### [Try it]
Where a line in the listing contains the string "trousers", copy that line out.

### [Source material]
+ + +
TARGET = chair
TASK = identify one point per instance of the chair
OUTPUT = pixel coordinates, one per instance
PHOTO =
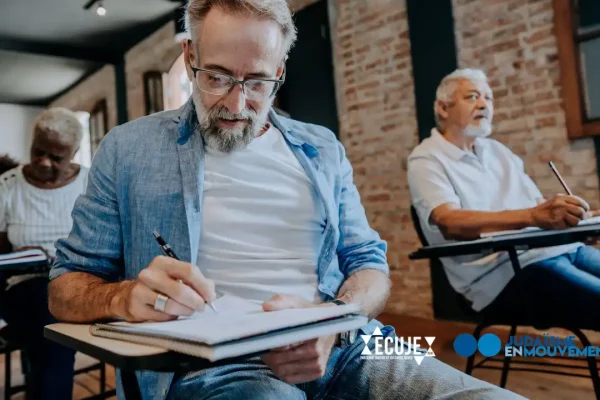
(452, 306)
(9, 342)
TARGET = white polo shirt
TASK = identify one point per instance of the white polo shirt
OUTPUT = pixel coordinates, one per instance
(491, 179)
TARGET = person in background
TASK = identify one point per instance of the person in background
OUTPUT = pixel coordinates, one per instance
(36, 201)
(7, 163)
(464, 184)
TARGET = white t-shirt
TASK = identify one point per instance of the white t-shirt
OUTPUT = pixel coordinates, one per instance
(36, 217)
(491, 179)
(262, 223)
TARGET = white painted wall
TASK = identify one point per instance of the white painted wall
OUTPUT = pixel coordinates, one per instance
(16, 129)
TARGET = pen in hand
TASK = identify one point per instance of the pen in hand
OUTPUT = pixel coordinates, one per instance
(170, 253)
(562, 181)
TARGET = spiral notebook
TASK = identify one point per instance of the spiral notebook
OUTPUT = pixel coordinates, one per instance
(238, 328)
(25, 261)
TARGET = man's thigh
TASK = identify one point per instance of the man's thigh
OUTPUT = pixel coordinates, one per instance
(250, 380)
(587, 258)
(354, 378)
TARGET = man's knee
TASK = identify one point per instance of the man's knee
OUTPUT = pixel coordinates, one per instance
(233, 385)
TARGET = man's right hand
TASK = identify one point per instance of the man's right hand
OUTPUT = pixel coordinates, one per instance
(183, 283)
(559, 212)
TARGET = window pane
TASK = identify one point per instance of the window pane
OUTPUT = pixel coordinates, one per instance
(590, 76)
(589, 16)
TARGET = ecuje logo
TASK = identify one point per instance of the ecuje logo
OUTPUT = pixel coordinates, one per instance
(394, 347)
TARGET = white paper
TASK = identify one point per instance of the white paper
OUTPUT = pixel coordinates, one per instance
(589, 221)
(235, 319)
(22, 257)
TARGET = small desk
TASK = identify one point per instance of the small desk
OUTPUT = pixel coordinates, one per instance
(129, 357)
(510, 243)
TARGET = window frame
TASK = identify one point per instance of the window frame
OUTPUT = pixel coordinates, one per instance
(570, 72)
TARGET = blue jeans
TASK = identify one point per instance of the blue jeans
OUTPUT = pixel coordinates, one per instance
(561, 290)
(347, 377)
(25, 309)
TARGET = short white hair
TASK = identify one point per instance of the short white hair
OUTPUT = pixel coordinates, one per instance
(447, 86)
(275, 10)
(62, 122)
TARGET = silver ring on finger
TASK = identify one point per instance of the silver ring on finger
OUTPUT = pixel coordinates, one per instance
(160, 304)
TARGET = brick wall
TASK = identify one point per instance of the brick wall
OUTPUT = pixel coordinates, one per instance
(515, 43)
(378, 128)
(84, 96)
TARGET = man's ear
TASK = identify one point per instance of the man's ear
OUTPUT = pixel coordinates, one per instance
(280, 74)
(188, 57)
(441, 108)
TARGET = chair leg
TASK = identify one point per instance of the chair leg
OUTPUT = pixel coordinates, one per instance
+ + +
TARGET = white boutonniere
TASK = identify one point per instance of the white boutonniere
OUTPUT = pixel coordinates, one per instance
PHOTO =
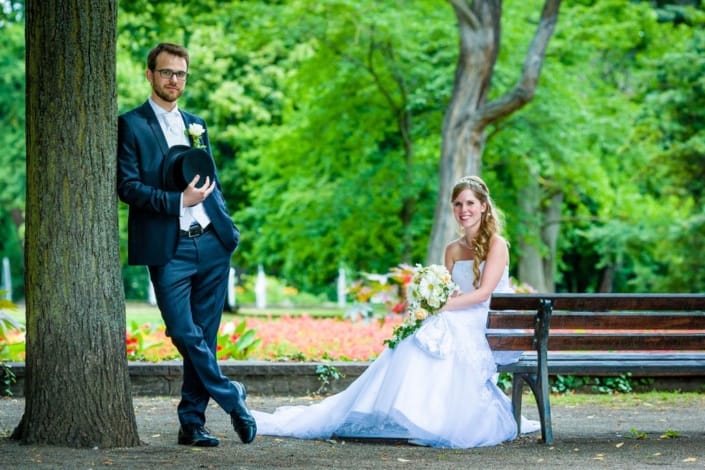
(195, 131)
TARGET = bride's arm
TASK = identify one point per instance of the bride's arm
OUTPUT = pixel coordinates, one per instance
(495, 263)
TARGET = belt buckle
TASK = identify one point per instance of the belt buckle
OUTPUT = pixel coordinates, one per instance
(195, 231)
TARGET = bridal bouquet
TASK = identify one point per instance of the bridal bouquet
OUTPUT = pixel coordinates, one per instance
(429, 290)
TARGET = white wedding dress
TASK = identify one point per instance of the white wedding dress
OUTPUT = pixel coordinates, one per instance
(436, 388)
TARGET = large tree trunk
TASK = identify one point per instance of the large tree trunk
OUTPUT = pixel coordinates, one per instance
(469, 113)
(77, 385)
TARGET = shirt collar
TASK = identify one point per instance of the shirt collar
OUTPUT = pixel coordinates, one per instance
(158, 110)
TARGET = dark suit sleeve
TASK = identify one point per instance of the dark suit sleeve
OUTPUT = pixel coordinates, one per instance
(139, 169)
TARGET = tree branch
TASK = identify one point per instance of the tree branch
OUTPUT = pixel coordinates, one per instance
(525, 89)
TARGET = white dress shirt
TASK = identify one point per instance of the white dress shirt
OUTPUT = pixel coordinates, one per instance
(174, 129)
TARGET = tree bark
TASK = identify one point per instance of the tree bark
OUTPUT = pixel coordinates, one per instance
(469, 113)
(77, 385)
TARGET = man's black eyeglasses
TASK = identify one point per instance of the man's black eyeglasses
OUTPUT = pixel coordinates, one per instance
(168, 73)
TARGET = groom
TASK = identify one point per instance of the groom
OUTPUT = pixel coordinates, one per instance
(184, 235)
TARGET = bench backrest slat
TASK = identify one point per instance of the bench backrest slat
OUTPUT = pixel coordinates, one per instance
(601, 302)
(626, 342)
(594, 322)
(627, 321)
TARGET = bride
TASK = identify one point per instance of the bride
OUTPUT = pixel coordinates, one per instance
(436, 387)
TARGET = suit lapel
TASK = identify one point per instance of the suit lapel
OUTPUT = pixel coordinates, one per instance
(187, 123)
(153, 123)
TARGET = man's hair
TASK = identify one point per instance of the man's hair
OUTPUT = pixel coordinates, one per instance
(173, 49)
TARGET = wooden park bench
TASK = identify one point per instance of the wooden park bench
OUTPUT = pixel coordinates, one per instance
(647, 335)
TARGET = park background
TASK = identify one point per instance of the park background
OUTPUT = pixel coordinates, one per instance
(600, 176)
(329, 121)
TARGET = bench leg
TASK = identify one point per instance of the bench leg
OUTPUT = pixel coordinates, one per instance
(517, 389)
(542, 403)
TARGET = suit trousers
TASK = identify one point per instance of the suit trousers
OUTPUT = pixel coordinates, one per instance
+ + +
### [Output below]
TARGET = suit trousers
TASK = identify one point per instance of the suit trousers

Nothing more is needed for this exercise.